### PROVIDED MATERIAL

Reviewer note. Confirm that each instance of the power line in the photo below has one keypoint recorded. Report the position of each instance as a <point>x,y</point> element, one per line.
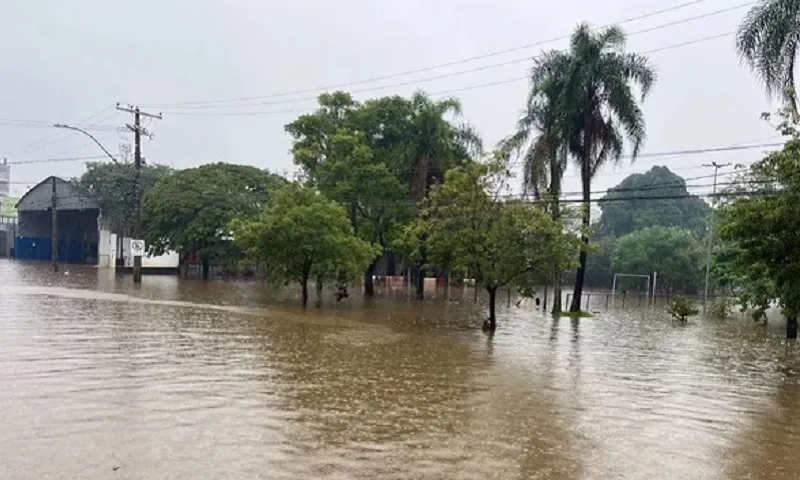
<point>56,160</point>
<point>50,139</point>
<point>210,103</point>
<point>442,92</point>
<point>437,93</point>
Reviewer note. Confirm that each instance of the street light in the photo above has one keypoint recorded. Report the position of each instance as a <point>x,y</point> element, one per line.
<point>70,127</point>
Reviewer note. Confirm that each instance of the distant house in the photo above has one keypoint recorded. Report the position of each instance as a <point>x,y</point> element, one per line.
<point>76,220</point>
<point>7,206</point>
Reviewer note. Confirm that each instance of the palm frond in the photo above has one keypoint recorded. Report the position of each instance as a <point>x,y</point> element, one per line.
<point>766,40</point>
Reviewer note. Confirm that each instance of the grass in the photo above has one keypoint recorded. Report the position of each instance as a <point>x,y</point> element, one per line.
<point>579,314</point>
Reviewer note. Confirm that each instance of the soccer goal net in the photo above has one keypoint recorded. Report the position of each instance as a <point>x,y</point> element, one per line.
<point>623,282</point>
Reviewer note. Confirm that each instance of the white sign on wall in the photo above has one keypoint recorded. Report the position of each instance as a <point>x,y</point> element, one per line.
<point>137,248</point>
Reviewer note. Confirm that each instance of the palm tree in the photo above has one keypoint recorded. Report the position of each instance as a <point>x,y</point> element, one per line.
<point>542,145</point>
<point>598,110</point>
<point>768,41</point>
<point>436,145</point>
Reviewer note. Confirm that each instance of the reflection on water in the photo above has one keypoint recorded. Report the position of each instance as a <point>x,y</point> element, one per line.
<point>188,379</point>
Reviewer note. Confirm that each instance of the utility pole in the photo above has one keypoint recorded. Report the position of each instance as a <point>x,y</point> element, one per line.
<point>137,130</point>
<point>54,227</point>
<point>710,240</point>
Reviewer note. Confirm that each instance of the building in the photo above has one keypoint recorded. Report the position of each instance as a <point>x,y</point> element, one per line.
<point>5,178</point>
<point>82,236</point>
<point>76,223</point>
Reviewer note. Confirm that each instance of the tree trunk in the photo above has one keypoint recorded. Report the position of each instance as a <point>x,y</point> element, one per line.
<point>304,294</point>
<point>791,327</point>
<point>555,191</point>
<point>491,322</point>
<point>205,269</point>
<point>423,255</point>
<point>419,189</point>
<point>577,293</point>
<point>319,283</point>
<point>556,291</point>
<point>369,283</point>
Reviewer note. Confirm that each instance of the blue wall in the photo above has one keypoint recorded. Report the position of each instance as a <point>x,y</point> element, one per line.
<point>69,251</point>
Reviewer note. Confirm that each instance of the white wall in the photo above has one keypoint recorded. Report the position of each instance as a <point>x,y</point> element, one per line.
<point>107,250</point>
<point>168,260</point>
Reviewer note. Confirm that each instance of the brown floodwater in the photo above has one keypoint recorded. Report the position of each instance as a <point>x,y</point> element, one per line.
<point>170,379</point>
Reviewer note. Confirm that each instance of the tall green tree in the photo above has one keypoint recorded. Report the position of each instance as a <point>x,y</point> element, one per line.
<point>541,143</point>
<point>350,152</point>
<point>302,235</point>
<point>111,186</point>
<point>188,212</point>
<point>675,254</point>
<point>760,231</point>
<point>630,205</point>
<point>768,39</point>
<point>599,110</point>
<point>502,244</point>
<point>436,144</point>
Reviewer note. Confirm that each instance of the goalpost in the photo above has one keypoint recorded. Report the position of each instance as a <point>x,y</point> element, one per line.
<point>632,275</point>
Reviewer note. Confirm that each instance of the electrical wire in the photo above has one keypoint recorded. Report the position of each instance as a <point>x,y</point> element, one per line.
<point>240,100</point>
<point>62,135</point>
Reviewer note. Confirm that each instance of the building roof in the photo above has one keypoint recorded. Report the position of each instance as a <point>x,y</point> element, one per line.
<point>39,198</point>
<point>7,206</point>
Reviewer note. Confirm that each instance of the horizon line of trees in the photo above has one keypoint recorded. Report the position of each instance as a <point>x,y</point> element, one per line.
<point>363,163</point>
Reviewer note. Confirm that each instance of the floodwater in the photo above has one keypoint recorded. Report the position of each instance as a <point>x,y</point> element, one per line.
<point>101,379</point>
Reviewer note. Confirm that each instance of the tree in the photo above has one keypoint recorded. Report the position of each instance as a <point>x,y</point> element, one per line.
<point>760,230</point>
<point>675,253</point>
<point>502,244</point>
<point>333,146</point>
<point>542,144</point>
<point>435,145</point>
<point>630,205</point>
<point>768,40</point>
<point>598,110</point>
<point>111,186</point>
<point>301,235</point>
<point>190,210</point>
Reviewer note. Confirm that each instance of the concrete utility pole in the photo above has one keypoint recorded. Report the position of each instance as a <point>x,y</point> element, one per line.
<point>137,130</point>
<point>54,227</point>
<point>710,240</point>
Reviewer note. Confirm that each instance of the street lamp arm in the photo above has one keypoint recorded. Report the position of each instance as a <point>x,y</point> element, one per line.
<point>70,127</point>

######

- _WHAT TO WORK ON_
All records are to be reproduced exactly; the pictures are to be omitted.

- _ANSWER TO THIS EXERCISE_
Reviewer note. Confirm that each instance of the power line in the photo below has one keypoint recorded. Report the position of each instance as a <point>x,y</point> element, one per line.
<point>56,160</point>
<point>50,139</point>
<point>210,103</point>
<point>442,92</point>
<point>437,93</point>
Reviewer note. Confirm that each instance of the street light in the photo above has one keypoint recorded. Report the position of each instance as a <point>x,y</point> element, one per line.
<point>70,127</point>
Reviewer note. Confirm that each instance of the distant house in the photo above has one keypoint recorded. Report the position of each instance as a <point>x,y</point> element, one per line.
<point>76,220</point>
<point>7,206</point>
Reviewer note. Confirm that each instance of the palm frond in the photo above has one keypoint recorded. Report the position of each instance as a <point>x,y</point> element, one per line.
<point>766,40</point>
Reviewer note. Confirm that each instance of the grass in the photo above has one keypoint recorded. Report the position of each instance as a <point>x,y</point> element, one per line.
<point>579,314</point>
Reviewer note. Confirm that each instance of the soccer goal net in the photo above has one keypoint recorded. Report the position of each instance as a <point>x,y</point> element, one per line.
<point>623,282</point>
Reviewer note. Confirm that each instance of the white sign on wall in the photo above has one keypoint recorded. Report the position of each instance as a <point>x,y</point> element, one per line.
<point>137,248</point>
Reviewer note. Confirm that each instance of the palm tree in the photo above has one keypoint recorded. Report the position of each instance as a <point>x,y</point> element, one per line.
<point>542,145</point>
<point>598,110</point>
<point>768,41</point>
<point>436,145</point>
Reviewer note. Confirm that each instance of the reflection on water in the photo above has one keypoint recorded. Report the position of each instance as a <point>x,y</point> element, one per line.
<point>188,379</point>
Reviewer note. Confirm that each instance of the utility pole in the photo above has one keypoint recorded. Report the position of each instance as a <point>x,y</point> element, one per line.
<point>137,130</point>
<point>54,227</point>
<point>710,240</point>
Reviewer note. Confirm that each instance of the building in the photo above has one keypoint recorded. Report the position of each instance as a <point>x,y</point> element, one per line.
<point>5,178</point>
<point>82,236</point>
<point>76,223</point>
Reviewer note. Confirm that each instance of the tree trunk in the photo above has one keypoint recorded. Report the position of each instance as a <point>x,y</point> element, one per line.
<point>304,294</point>
<point>791,327</point>
<point>555,191</point>
<point>491,322</point>
<point>205,269</point>
<point>423,255</point>
<point>419,189</point>
<point>577,293</point>
<point>319,283</point>
<point>556,291</point>
<point>369,283</point>
Reviewer note. Confirm that each instance of the blue wall in the photo above has one keypoint recorded. Report the position of each instance as a <point>x,y</point> element, one per line.
<point>69,251</point>
Reviewer note. Confirm that each instance of the white wall in the photo above has one keypoint recorded. Report the position of each instance as a <point>x,y</point> element, one per line.
<point>107,250</point>
<point>168,260</point>
Reviewer note. Confirm that each instance of the brown floodwater in the photo above has one keypoint recorded. Report the position of each instance as a <point>x,y</point> element, one per line.
<point>170,379</point>
Reviewer note. Confirm that each instance of the tall green tree in the photo above has one keypoint recorded. Report the position of each instance as a <point>x,y</point> element, one per line.
<point>541,143</point>
<point>350,152</point>
<point>302,235</point>
<point>111,186</point>
<point>188,212</point>
<point>675,254</point>
<point>760,231</point>
<point>630,205</point>
<point>768,39</point>
<point>599,110</point>
<point>502,244</point>
<point>436,144</point>
Reviewer note. Confirm that each instance of the goalpost in the photo above has one keypoint recorded. Report the position of each instance as a <point>x,y</point> element, one per line.
<point>632,275</point>
Reviewer note. Confirm that each instance of the electrical wire in the photo above has one keypoint recorded. Report the position of each instance as a <point>x,y</point> element, one per line.
<point>240,100</point>
<point>62,135</point>
Reviewer note. Confirm that each instance of the building roof in the photo above has one keypoint recorded. Report the position of each instance as a <point>x,y</point> element, one per line.
<point>39,198</point>
<point>7,206</point>
Reviewer note. Confirm that each instance of the horizon line of trees in the photo above has one keypoint recorded. Report the position of each instance as a <point>x,y</point> element, one per line.
<point>363,163</point>
Reviewer note. Confirm that each instance of the floodwater in the photo above has one keypoint recorded. Report the position of each instance as a <point>x,y</point> element, one per line.
<point>101,379</point>
Reviewer note. Confirm that each instance of the tree in the photo above has one keypoint recorded. Report the position of each instance as a <point>x,y</point> element, one per line.
<point>760,230</point>
<point>675,253</point>
<point>502,244</point>
<point>333,146</point>
<point>542,144</point>
<point>435,145</point>
<point>630,205</point>
<point>768,40</point>
<point>598,110</point>
<point>111,186</point>
<point>301,235</point>
<point>190,210</point>
Reviewer note. Confirm that each instance of the concrete utility pole in the photo above has one keypoint recorded. Report the position of each instance as a <point>x,y</point> element, one per line.
<point>137,130</point>
<point>54,227</point>
<point>710,240</point>
Reviewer note. Confirm that each instance of the street lamp arm in the photo above has one keypoint recorded. Report the position of each instance as a <point>x,y</point> element, one per line.
<point>70,127</point>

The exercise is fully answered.